Extracted records:
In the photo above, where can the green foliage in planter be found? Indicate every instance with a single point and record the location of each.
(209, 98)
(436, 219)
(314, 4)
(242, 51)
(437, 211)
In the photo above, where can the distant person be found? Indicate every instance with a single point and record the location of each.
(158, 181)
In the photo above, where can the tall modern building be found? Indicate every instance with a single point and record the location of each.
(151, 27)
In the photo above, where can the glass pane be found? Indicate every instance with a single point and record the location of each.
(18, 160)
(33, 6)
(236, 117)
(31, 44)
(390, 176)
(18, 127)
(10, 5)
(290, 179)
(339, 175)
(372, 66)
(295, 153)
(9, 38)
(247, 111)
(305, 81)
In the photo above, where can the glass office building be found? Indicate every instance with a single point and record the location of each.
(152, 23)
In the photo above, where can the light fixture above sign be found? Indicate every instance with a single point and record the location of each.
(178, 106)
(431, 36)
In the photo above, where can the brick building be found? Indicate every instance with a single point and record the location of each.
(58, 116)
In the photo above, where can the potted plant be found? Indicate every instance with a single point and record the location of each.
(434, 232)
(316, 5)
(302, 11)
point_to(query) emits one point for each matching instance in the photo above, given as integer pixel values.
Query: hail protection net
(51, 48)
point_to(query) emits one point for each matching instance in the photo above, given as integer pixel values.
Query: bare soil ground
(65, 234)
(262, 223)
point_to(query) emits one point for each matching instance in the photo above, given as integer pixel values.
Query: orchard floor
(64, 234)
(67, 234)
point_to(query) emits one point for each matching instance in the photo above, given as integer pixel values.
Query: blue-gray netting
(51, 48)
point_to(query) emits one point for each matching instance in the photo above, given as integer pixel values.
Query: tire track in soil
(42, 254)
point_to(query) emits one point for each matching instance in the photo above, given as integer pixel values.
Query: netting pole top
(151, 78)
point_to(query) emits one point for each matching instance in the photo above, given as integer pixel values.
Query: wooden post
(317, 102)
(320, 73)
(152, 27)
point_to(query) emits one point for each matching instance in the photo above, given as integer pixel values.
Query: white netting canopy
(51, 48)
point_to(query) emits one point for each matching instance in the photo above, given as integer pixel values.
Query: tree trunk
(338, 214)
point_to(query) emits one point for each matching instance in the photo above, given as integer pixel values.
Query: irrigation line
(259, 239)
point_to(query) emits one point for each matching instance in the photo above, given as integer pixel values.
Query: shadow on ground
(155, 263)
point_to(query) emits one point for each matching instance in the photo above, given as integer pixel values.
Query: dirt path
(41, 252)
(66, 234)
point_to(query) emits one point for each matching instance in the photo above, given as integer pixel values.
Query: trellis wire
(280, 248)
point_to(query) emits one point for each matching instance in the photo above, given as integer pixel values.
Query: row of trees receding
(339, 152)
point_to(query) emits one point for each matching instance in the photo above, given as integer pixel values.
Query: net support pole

> _Directions for this task_: Your answer should be the full set of records above, restated exactly.

> _Exercise response_:
In the photo above, where can the green foliage in planter be found? Indicate every instance with a single point and record the location of each.
(209, 98)
(436, 219)
(314, 4)
(242, 51)
(437, 211)
In the photo above, where can the distant person be found? Indicate every instance with a single point and record the location of each.
(158, 181)
In the photo above, where can the tall modern building be found? Indicate every instance with a single point and record the location of each.
(151, 27)
In the photo above, where can the glass pane be found? Indicate every instance with a single point and record the location of each.
(18, 160)
(33, 6)
(236, 117)
(31, 44)
(390, 176)
(18, 127)
(10, 5)
(290, 179)
(339, 175)
(372, 66)
(295, 153)
(9, 38)
(247, 111)
(305, 81)
In the photo above, where can the glass office building be found? Indicate every instance with a single point and record the location of each.
(152, 23)
In the photo above, where can the light fixture above sign be found? Indicate every instance with a single point and record the location of each.
(178, 106)
(431, 36)
In the photo above, where can the brick building be found? Indicate every instance with a single point and record the location of each.
(58, 116)
In the photo above, where can the potted plant be found? Indicate every instance with a single point and record the location of each.
(434, 232)
(316, 5)
(302, 11)
point_to(query) emits one point for each matching instance in the photo above, given as integer pixel values.
Query: hail protection net
(51, 48)
point_to(query) emits one point for each matching instance in the photo above, given as integer pixel values.
Query: bare soil ground
(65, 234)
(262, 223)
point_to(query) emits one point for each matching instance in the photo above, given as integer pixel values.
Query: orchard floor
(64, 234)
(67, 234)
point_to(query) emits one point for each matching instance in the photo above, given as integer pixel values.
Query: blue-gray netting
(51, 48)
point_to(query) emits one point for each matching instance in the photo above, given as integer pixel values.
Query: tire track in soil
(42, 254)
point_to(query) emits one point for each matching instance in the photo above, given as integer pixel values.
Query: netting pole top
(151, 78)
point_to(query) emits one point for each matching instance in the photo above, given as integer pixel values.
Query: wooden post
(317, 102)
(320, 73)
(152, 27)
point_to(query) emits one point for each matching instance in the photo above, given as integer pixel values.
Query: white netting canopy
(51, 48)
point_to(query) emits one point for each matching instance in the photo above, given as integer pixel values.
Query: tree trunk
(338, 214)
point_to(query) emits one point for each matching instance in the photo above, given as integer pixel values.
Query: irrigation line
(259, 239)
point_to(query) emits one point for each matching instance in the photo above, given as integer pixel values.
Query: shadow on ground
(155, 263)
point_to(query) emits one point for each matching instance in the photo above, given as integer pixel values.
Query: dirt path
(41, 252)
(66, 234)
point_to(query) emits one point for each matching instance in the photo above, given as integer pixel values.
Query: trellis wire
(280, 248)
point_to(query) emits one point for each matching instance in the photo above, given as integer pixel values.
Query: row of trees receding
(339, 152)
point_to(query) emits one point for each matching instance in the photo above, given as integer pixel values.
Query: net support pole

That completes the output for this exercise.